WHAT NEEDS TO BE DONE
In the data below, find the line containing "the person walking"; reproduce that line and all subsequent lines exactly, and nothing else.

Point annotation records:
★ ★ ★ ★ ★
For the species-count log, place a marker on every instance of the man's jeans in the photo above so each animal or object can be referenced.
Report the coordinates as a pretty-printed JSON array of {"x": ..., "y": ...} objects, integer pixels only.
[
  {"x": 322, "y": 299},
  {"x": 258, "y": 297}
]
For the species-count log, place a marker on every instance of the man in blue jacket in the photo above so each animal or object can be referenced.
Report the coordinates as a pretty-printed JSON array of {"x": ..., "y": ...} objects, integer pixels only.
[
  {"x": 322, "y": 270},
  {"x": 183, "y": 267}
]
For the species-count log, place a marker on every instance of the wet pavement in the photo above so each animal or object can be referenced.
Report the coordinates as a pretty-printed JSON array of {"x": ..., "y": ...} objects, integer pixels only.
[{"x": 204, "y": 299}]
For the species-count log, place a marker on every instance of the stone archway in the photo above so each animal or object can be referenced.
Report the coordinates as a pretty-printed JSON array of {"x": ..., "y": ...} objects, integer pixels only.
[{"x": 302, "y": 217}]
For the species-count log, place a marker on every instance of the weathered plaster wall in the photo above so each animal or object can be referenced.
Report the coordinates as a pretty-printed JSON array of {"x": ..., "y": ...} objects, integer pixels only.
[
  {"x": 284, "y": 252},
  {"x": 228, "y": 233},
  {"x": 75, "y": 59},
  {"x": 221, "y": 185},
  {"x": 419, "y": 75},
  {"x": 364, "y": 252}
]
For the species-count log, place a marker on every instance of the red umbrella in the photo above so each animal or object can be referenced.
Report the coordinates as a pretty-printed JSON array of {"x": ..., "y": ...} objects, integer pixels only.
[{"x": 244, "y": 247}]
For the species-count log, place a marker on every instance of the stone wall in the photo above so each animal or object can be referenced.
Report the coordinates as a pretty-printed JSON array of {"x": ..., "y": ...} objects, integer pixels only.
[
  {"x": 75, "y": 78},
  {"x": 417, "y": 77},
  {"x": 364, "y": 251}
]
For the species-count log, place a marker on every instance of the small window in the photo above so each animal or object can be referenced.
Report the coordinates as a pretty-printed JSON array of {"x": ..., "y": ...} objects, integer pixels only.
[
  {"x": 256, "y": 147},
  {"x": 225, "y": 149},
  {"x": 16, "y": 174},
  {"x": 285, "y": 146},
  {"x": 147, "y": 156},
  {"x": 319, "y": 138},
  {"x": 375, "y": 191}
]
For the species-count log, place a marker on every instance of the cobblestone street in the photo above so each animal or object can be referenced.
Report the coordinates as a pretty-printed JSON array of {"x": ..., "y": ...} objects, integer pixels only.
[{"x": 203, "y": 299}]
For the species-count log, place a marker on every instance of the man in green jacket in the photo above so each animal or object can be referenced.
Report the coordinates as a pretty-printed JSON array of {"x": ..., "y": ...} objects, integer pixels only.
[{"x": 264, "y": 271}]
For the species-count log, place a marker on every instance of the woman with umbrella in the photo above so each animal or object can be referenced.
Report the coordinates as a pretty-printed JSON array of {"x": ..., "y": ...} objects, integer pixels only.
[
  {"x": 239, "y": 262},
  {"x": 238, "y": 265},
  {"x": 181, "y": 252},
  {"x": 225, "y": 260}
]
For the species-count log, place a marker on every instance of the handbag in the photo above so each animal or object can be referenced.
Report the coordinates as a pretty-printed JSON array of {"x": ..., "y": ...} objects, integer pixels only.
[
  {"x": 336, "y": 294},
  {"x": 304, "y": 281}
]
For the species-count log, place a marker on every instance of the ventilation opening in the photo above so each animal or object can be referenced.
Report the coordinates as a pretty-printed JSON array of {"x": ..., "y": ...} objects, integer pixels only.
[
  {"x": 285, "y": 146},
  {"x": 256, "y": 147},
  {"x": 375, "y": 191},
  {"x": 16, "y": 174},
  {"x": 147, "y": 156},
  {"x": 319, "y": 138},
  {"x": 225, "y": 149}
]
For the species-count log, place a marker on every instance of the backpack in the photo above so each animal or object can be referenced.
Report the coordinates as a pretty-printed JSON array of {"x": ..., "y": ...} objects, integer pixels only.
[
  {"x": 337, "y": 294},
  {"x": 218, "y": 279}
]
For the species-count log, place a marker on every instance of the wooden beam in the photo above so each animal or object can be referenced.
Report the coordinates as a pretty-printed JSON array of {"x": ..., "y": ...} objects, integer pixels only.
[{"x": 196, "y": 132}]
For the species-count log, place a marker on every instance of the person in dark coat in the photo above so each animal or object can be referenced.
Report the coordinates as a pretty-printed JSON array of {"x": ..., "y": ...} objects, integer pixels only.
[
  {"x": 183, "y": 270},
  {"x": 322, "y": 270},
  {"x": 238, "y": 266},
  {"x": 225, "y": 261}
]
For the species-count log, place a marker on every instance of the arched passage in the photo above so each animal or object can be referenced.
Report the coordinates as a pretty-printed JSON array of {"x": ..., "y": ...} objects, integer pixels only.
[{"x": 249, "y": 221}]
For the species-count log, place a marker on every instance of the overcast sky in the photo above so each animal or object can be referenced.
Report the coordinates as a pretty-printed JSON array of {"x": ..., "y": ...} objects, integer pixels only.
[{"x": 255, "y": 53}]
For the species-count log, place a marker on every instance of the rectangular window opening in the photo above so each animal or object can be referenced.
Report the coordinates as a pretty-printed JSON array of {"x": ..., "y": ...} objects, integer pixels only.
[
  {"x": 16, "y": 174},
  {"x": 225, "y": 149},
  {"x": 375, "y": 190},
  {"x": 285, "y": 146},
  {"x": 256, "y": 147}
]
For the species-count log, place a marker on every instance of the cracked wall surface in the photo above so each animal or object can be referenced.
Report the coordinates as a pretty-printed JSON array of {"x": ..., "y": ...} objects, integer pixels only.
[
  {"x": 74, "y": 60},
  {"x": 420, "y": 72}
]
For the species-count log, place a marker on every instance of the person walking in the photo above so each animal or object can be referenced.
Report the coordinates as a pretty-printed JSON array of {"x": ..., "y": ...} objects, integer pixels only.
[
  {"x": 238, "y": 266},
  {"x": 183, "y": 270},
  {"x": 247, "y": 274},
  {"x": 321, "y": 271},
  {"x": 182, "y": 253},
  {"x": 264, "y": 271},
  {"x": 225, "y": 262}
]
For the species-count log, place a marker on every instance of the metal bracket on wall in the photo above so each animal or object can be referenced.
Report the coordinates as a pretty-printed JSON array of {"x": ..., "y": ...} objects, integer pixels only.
★ ★ ★ ★ ★
EXERCISE RESULT
For the species-count log, place a marker on every instance of the person walking in the photo above so each animal or object can be referenced.
Report the coordinates as a pretty-printed JSON array of {"x": ..., "y": ...} objects, integer pixels only.
[
  {"x": 238, "y": 266},
  {"x": 183, "y": 270},
  {"x": 247, "y": 274},
  {"x": 321, "y": 271},
  {"x": 182, "y": 253},
  {"x": 264, "y": 271},
  {"x": 225, "y": 262}
]
For the species-count log, place a marker on every instance of the metal bracket on wall in the photo above so each animal or object can be referenced.
Report the coordinates as a pretty-printed JSON array of {"x": ..., "y": ...} objects, integer pixels only.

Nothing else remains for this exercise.